*RECORD SET*.
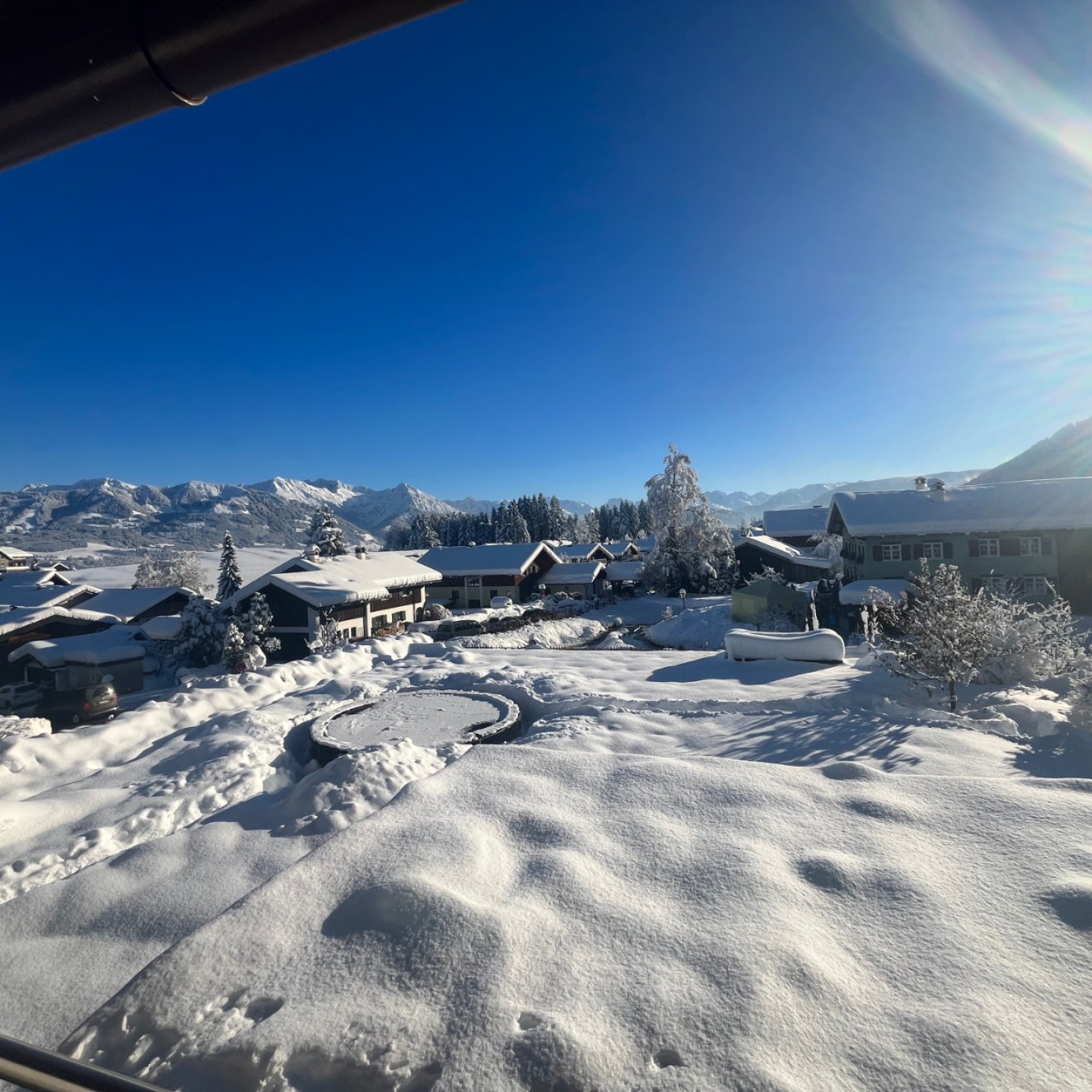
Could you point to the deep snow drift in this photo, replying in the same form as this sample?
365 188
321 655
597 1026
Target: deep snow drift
688 873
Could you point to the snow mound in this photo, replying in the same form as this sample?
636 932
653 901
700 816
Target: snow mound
557 633
534 918
24 726
821 647
694 630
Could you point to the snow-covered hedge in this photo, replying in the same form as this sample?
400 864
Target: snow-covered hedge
821 647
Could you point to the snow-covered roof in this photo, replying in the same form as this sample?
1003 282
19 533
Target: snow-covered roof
19 618
795 522
27 595
484 560
625 570
128 603
33 578
107 647
769 545
861 591
1050 505
580 551
331 581
163 627
576 573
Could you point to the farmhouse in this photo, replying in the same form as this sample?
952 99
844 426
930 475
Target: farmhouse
579 579
22 625
134 605
1012 536
472 576
797 566
583 551
113 655
795 526
359 593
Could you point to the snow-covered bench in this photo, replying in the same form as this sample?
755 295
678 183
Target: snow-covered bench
821 647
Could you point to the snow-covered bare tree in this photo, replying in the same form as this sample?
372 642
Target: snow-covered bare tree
694 548
201 637
171 568
942 635
231 578
325 533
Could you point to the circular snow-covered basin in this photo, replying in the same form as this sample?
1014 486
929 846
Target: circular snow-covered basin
428 717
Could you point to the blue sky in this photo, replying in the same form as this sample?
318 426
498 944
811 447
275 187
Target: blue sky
523 246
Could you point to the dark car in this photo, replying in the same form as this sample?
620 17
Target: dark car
97 702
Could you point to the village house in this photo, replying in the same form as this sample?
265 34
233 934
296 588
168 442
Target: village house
14 560
23 625
583 580
359 592
1012 536
472 576
583 551
136 605
795 526
799 567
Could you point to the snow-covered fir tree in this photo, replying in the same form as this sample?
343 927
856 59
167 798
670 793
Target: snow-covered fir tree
942 635
231 578
325 533
694 548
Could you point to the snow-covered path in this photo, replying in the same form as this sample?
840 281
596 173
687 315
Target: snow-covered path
688 873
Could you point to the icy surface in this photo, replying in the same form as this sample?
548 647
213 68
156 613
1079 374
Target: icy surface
428 717
689 873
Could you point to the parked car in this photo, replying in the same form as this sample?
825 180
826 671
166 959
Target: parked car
97 702
19 696
457 627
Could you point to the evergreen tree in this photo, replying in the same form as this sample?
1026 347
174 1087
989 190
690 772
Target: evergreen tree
325 533
231 578
694 548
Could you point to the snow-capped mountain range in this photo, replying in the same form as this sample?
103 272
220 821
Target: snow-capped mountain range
121 516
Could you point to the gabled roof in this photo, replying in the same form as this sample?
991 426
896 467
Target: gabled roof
776 548
12 622
128 603
1050 505
33 578
513 560
795 522
107 647
625 570
49 595
10 554
577 573
332 581
579 551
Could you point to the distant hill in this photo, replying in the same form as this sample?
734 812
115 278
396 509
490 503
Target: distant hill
1068 453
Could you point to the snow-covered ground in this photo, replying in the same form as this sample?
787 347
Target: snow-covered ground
253 563
688 873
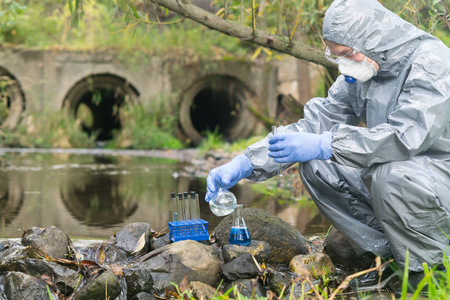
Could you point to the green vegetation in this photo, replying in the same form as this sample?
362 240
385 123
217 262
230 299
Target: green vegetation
436 283
102 29
147 128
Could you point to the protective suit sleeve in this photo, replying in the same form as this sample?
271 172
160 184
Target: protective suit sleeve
320 115
421 116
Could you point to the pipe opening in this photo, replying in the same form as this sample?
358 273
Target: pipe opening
96 102
218 104
214 108
12 100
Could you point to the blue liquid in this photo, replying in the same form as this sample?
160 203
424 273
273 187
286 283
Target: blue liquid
239 236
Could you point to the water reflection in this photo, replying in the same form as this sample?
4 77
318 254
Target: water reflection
11 199
98 200
93 196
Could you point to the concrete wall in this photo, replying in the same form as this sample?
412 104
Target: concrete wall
47 76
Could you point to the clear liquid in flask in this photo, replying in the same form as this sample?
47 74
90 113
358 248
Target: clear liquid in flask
223 204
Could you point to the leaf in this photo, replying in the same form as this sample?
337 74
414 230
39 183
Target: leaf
257 52
184 283
118 270
140 245
101 254
89 264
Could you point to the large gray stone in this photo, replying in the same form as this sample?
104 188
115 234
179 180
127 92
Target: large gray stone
128 237
201 290
104 286
341 252
285 241
242 267
199 261
49 241
10 257
259 249
138 280
23 286
314 265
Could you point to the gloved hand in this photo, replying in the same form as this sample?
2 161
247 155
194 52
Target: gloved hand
227 175
299 146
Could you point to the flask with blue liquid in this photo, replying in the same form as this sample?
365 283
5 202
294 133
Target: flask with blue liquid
239 234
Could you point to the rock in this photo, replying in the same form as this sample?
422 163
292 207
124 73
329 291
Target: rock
23 286
64 278
127 239
285 241
176 260
341 252
201 290
160 241
277 281
138 280
109 253
50 241
10 257
246 287
300 289
143 296
315 265
105 252
104 286
241 267
5 245
259 249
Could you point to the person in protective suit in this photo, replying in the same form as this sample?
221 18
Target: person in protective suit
385 186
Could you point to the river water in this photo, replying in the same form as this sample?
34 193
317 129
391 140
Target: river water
94 195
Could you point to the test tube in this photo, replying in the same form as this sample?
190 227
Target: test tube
195 213
187 214
180 207
280 167
174 207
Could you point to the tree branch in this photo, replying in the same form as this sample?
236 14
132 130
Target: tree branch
279 43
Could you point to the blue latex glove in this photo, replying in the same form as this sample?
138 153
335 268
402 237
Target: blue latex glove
299 146
227 175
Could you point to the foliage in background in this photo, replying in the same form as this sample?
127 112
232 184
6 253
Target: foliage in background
47 130
151 127
214 141
48 24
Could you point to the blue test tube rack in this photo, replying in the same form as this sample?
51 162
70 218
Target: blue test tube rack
189 230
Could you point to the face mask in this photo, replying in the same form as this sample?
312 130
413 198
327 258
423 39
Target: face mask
360 70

*HOW TO COMPLETE THIS TASK*. Reproduce the records exactly, images excluded.

*EXERCISE RESULT*.
Could you point to the deep snow drift in this photo, replying in the same form as this sample?
365 188
321 655
597 1026
Target: deep snow drift
688 873
Could you point to the snow mound in this photo, replying in the same form as this sample?
636 932
653 901
700 816
Target: snow mound
557 633
534 918
24 726
821 647
694 630
Could you point to the snow-covered hedge in this photo, replying in the same form as this sample?
400 864
Target: snow-covered hedge
821 647
Could you point to the snow-covered roof in this photo, replying in the same form as this sample?
1003 282
19 533
Target: snow-covered roof
19 618
795 522
27 595
484 560
625 570
128 603
33 578
107 647
769 545
861 591
1050 505
580 551
331 581
163 627
576 573
Could you point to the farmhouse in this photo, replying in the same form as this sample?
952 99
844 426
930 475
Target: farmhouse
579 579
22 625
134 605
1012 536
472 576
797 566
583 551
113 655
795 526
359 593
Could you point to the snow-covered bench in this photo, replying in the same form as this sample?
755 295
678 183
Target: snow-covered bench
821 647
Could you point to the snow-covered bare tree in this photo, replying in the same form as this sample?
372 642
Target: snow-covered bare tree
694 548
201 637
171 568
942 635
231 578
325 533
Could you point to the circular snow-covered basin in this photo, replying in the same form as this sample?
1014 486
929 846
Target: circular snow-covered basin
428 717
Could you point to the blue sky in this photo, replying in the same form as this sample?
318 426
498 944
811 447
275 187
Target: blue sky
523 246
Could you point to the dark car in this photo, replying in the same form as this sample?
620 17
Target: dark car
97 702
Could you point to the village house in this photo, replying in the same form as this sample?
265 34
233 934
296 588
168 442
Target: village house
14 560
23 625
583 580
359 592
1012 536
472 576
583 551
136 605
795 526
799 567
Could you point to the snow-covered fir tree in this photo, replying in the same form as this sample?
343 927
856 59
167 798
670 793
Target: snow-covered fir tree
942 635
231 578
325 533
694 548
Could you point to the snow-covered path in this photo, replying in the same form as this sample?
840 281
596 173
687 315
Target: snow-covered path
688 873
Could you point to the icy surface in this photo, replying in the same form as this sample?
548 647
213 68
156 613
1079 374
Target: icy surface
428 717
689 873
Could you point to the parked car in this photo, replying in the same form as this sample?
825 180
826 671
166 959
Target: parked car
97 702
19 696
457 627
Could you point to the evergreen tree in this photo, replying in the same form as this sample?
1026 347
174 1087
989 190
690 772
Target: evergreen tree
325 533
231 578
694 548
Could you point to the snow-capped mountain range in this photo, replying in the same form as this sample?
103 272
220 821
Target: snow-capped mountain range
121 516
Could you point to the gabled roof in this photo, replying in the same form as this sample?
991 426
896 467
Target: gabled roof
776 548
12 622
128 603
1050 505
33 578
513 560
795 522
107 647
625 570
49 595
10 554
577 573
332 581
579 551
Could you point to the distant hill in this photo, replying in the same form as this sample?
734 812
115 278
396 509
490 503
Target: distant hill
1068 453
Could you point to the snow-covered ground in this photo, replying in the same form as this sample?
787 347
Target: snow-covered ground
253 563
688 873
Could you point to the green vegetation in this photo, replying in the same form as this sample?
362 240
385 123
217 262
230 299
Target: green vegetation
436 283
102 29
147 128
Could you point to the protective suit sleeve in this photo, replying in the same form as this sample?
271 172
160 184
Target: protective suit sleeve
320 115
421 116
Could you point to the pipe opening in this photo, replying in the same form as this sample?
358 273
Target: pipe opening
96 102
218 104
214 108
12 100
Could you point to the blue liquid in this photo, replying in the same form as this sample?
160 203
424 273
273 187
286 283
Target: blue liquid
239 236
Could you point to the water reflection in this photo, replying in the same form as this sample?
4 77
318 254
Target: water reflection
11 199
98 200
93 196
Could you point to the concrete wall in this photo, replying in the same form as this sample?
412 104
Target: concrete wall
47 76
Could you point to the clear liquid in flask in this photo, replying in the same form as this sample?
47 74
90 113
358 248
Target: clear liquid in flask
223 204
Could you point to the leaf in this photo, replying in the same form as this sample?
337 74
414 230
39 183
Target: leaf
257 52
184 283
118 270
140 245
101 254
89 264
Could you point to the large gray stone in this photo, replying in the same form as this sample?
104 188
115 234
179 180
127 92
Target: large gray stone
128 237
201 290
104 286
341 252
285 241
242 267
199 261
49 241
10 257
259 249
138 280
23 286
314 265
Could you point to the gloved hand in this photo, replying in the same form as this sample?
2 161
247 155
194 52
Target: gloved hand
227 175
299 146
Could you point to the flask with blue liquid in this photo, replying in the same form as this sample?
365 283
5 202
294 133
Target: flask with blue liquid
239 234
Could you point to the rock in this photo, replying in the same form as this sample?
422 163
292 207
124 73
329 291
Target: rock
23 286
64 278
127 239
285 241
176 260
341 252
201 290
160 241
277 281
138 280
109 253
50 241
10 257
246 287
300 289
143 296
315 265
105 252
104 286
241 267
5 245
259 249
Could you point to the person in protective suit in this photo, replying in the same form as this sample?
221 18
Target: person in protective suit
385 186
Could you point to the river water in this photo, replying in the same form as this sample?
34 193
317 129
391 140
Target: river water
94 195
Could you point to the test tube in this photo, replying in the same form as this sample?
190 227
Target: test tube
195 213
187 214
180 207
280 167
174 207
Could you point to the tree branch in this photo, replying in the same form as this sample?
236 14
132 130
Target: tree branch
279 43
Could you point to the blue latex glove in this photo, replying in the same form as this sample?
138 153
335 268
402 237
Target: blue latex glove
299 146
227 175
Could you point to the foliage in background in this photo, replying in the same form as this sample?
127 112
232 184
6 253
Target: foliage in background
47 130
151 127
214 141
48 24
Could you point to the blue test tube rack in this photo, replying in the same form as this sample?
51 162
70 218
Target: blue test tube rack
189 230
Could you point to the face mask in this photo, replying in the same form as this sample?
312 130
413 198
327 258
423 39
Target: face mask
360 70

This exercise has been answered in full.